▶ Written tasks
(1) In the passage on the English Resource Grammar, what consortium grew out of efforts to continue the collaboration past the end of the Verbmobil project?
(2) Render this sentence from the passage on the English Resource Grammar in Spanish: "Sag and colleagues designed MRS to meet the competing demands of expressive adequacy, grammatical compatibility, computational tractability, and underspecifiability."

▶ Extract to read
━━━━━━━━━━━━━━━━

The English Resource Grammar has been refined and extended as it has been developed in the context of applications ranging from machine translation of dialogues regarding travel and appointment scheduling (Verbmobil; Wahlster 2000), automated customer service response (YY Technologies), machine translation of Norwegian hiking brochures (LOGON; Oepen et al. 2007), and grammar checking as part of a language arts instructional application (EPGY/Redbird; Suppes et al. 2012). The work of building a grammar such as this involves identifying phenomena in sentences from the domain of interest that the grammar does not yet account for, delimiting the phenomena, and developing and implementing analyses. Throughout the mid and late 1990s and into the early 2000s, the LinGO project at CSLI featured weekly project meetings led by Flickinger, who would bring phenomena in need of analysis for discussion by the group, including Sag and Wasow as well as Ann Copestake, Rob Malouf, Stanford linguistics graduate students, and visitors to CSLI.
In these always lively discussions, Sag could be counted on to share his encyclopedic knowledge of theoretical literature pertaining to the phenomenon in question and key examples that had been identified and analyzed in that literature, to suggest analyses, as well as to invent on the spot further examples to illustrate differences in predictions of competing candidate analyses. Supporting his ability to do this was an unsurpassed command of the theory and the workings of the grammar written in it.3 These meetings not only fed the development of the English Resource Grammar, but also formed an important point of contact between computational and theoretical work in HPSG, such that the “pen and paper” theory remained responsive to computational concerns.
Another key result of the LinGO project during the Verbmobil days was the development of Minimal Recursion Semantics (MRS) (Copestake et al. 1995, 2005). Sag and colleagues designed MRS to meet the competing demands of expressive adequacy, grammatical compatibility, computational tractability, and underspecifiability. In other words, it is a computational semantic formalism that allows grammars like the English Resource Grammar to make explicit exactly as much information about semantic predicate argument structure and quantifier and operator scope as is determined by sentence structure, leaving further ambiguity represented via underspecification rather than enumeration of, for example, the full set of possible quantifier scopings for each item.
The experience of the Verbmobil project highlighted the value of collaborative work on natural language processing between grammarians and those working on the software required to develop and deploy grammars in practical applications. In the late 1990s, Sag and others, notably Dan Flickinger, Stephan Oepen, Jun'ichi Tsujii, and Hans Uszkoreit, began exploring ways to continue the collaboration past the end of the Verbmobil project. The result was the DELPH-IN consortium,4 which has continued to facilitate further exchange of ideas and joint development of software and grammars. As of 2013, DELPH-IN spans four continents and has developed open-source grammars (including some large scale ones) for many languages, all of which are interoperable with the same set of open-source processing (analysis and generation) tools.

━━━━━━━━━━━━━━━━

Object location annotation data:
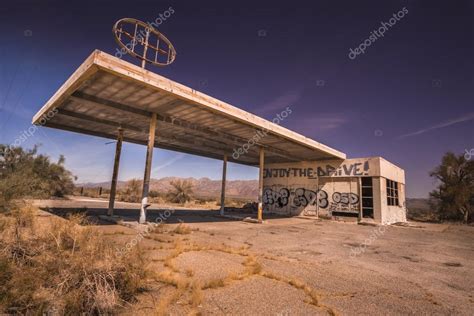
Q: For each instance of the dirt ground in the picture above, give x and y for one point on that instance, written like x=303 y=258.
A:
x=295 y=266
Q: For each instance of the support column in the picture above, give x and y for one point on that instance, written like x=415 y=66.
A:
x=113 y=186
x=146 y=177
x=224 y=172
x=260 y=186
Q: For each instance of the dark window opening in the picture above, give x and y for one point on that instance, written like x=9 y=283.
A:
x=367 y=197
x=392 y=193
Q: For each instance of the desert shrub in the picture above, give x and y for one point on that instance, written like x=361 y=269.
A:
x=132 y=191
x=454 y=196
x=64 y=268
x=182 y=229
x=25 y=173
x=181 y=191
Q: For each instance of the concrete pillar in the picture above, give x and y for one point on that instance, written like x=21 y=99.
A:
x=146 y=177
x=113 y=186
x=224 y=172
x=260 y=186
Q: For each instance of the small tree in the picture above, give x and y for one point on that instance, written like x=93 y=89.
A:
x=181 y=191
x=454 y=196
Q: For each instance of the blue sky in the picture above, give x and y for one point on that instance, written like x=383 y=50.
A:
x=409 y=98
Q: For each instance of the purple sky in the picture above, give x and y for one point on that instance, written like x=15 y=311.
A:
x=408 y=98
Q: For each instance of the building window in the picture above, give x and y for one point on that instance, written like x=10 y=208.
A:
x=392 y=193
x=367 y=198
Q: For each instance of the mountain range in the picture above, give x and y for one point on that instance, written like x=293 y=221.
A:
x=202 y=187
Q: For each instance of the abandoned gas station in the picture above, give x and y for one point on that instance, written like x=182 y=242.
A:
x=112 y=98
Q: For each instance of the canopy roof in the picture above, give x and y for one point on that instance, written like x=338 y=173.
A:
x=105 y=93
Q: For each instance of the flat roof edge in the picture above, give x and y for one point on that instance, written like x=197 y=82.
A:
x=99 y=60
x=72 y=83
x=126 y=69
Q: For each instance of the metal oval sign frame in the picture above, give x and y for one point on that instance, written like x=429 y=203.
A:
x=143 y=41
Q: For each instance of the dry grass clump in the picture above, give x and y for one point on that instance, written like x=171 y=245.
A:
x=182 y=229
x=63 y=268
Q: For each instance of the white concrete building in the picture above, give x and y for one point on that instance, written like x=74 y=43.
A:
x=365 y=189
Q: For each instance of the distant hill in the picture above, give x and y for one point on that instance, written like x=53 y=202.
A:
x=202 y=187
x=420 y=210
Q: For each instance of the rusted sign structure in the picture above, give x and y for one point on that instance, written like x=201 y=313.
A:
x=111 y=98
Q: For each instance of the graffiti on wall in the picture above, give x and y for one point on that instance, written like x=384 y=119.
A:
x=278 y=198
x=344 y=202
x=298 y=198
x=357 y=169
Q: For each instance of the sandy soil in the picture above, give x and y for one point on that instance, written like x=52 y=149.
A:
x=295 y=266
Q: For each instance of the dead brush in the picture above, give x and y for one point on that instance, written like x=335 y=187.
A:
x=66 y=269
x=182 y=229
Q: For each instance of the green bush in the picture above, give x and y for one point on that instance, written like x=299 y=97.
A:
x=27 y=174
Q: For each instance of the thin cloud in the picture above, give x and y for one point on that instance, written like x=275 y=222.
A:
x=281 y=102
x=327 y=121
x=168 y=163
x=464 y=118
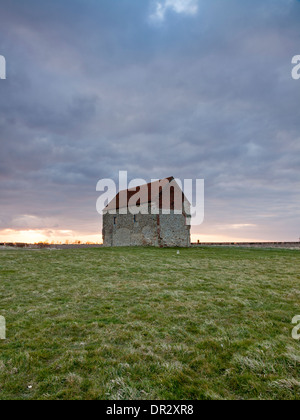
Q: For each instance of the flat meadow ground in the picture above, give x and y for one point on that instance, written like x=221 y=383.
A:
x=145 y=323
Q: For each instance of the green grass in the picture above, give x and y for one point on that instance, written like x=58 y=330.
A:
x=149 y=324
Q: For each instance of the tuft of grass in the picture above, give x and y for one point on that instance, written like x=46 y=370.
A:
x=145 y=323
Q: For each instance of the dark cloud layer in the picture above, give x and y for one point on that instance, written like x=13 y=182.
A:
x=95 y=87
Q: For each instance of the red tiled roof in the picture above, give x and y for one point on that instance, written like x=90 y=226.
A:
x=122 y=199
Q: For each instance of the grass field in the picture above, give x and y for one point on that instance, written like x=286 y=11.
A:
x=150 y=324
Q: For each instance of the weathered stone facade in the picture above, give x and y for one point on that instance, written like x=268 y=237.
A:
x=150 y=227
x=160 y=230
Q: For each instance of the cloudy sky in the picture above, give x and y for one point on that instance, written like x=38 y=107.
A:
x=183 y=88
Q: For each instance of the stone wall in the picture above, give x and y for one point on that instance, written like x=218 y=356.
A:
x=145 y=230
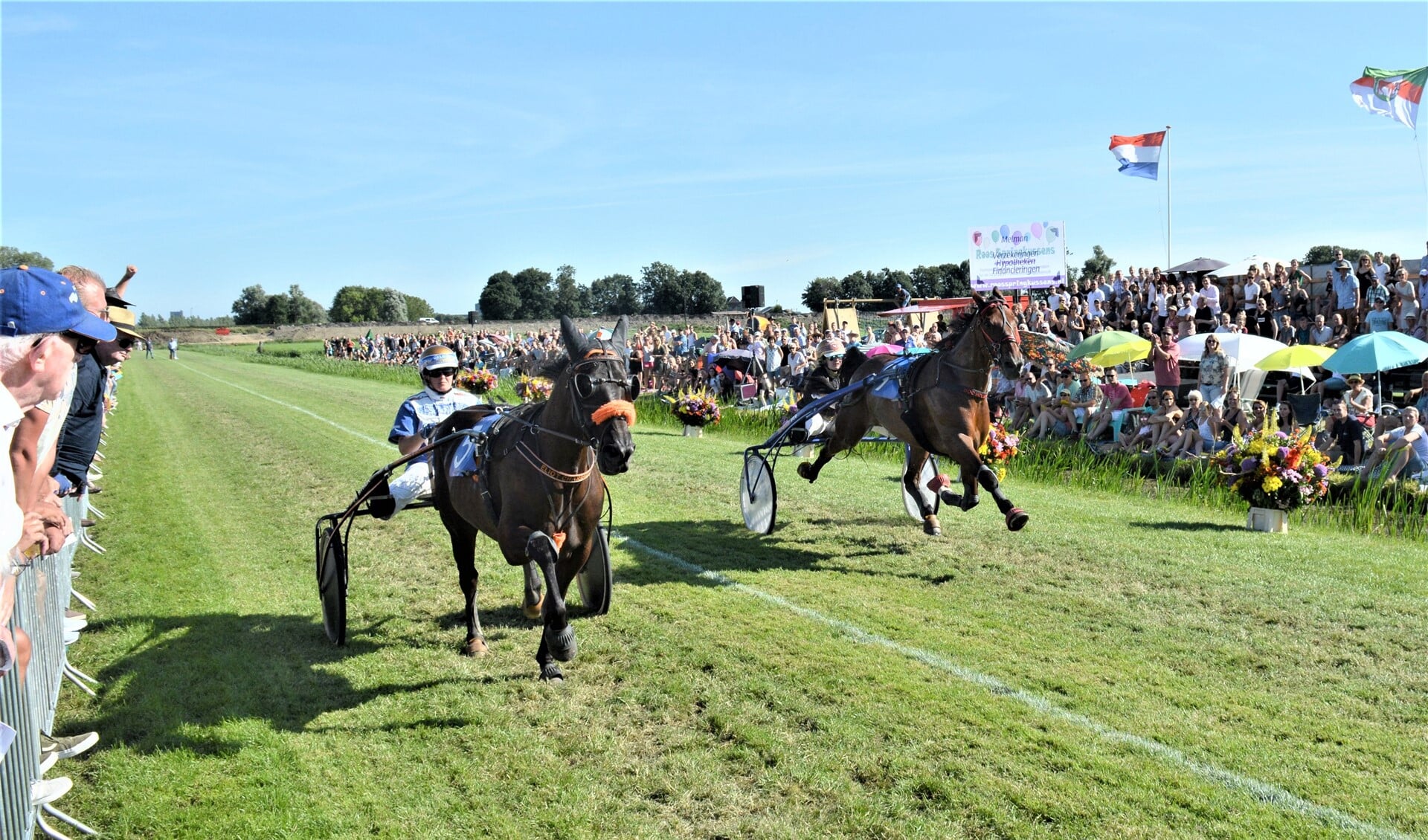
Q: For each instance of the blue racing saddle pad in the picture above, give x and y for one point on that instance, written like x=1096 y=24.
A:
x=470 y=448
x=884 y=383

━━━━━━━━━━━━━━━━

▶ Expected outputs
(1) The DELPH-IN consortium.

(2) Sag y sus colegas diseñaron MRS para satisfacer las exigencias contrapuestas de adecuación expresiva, compatibilidad gramatical, tratabilidad computacional y subespecificabilidad.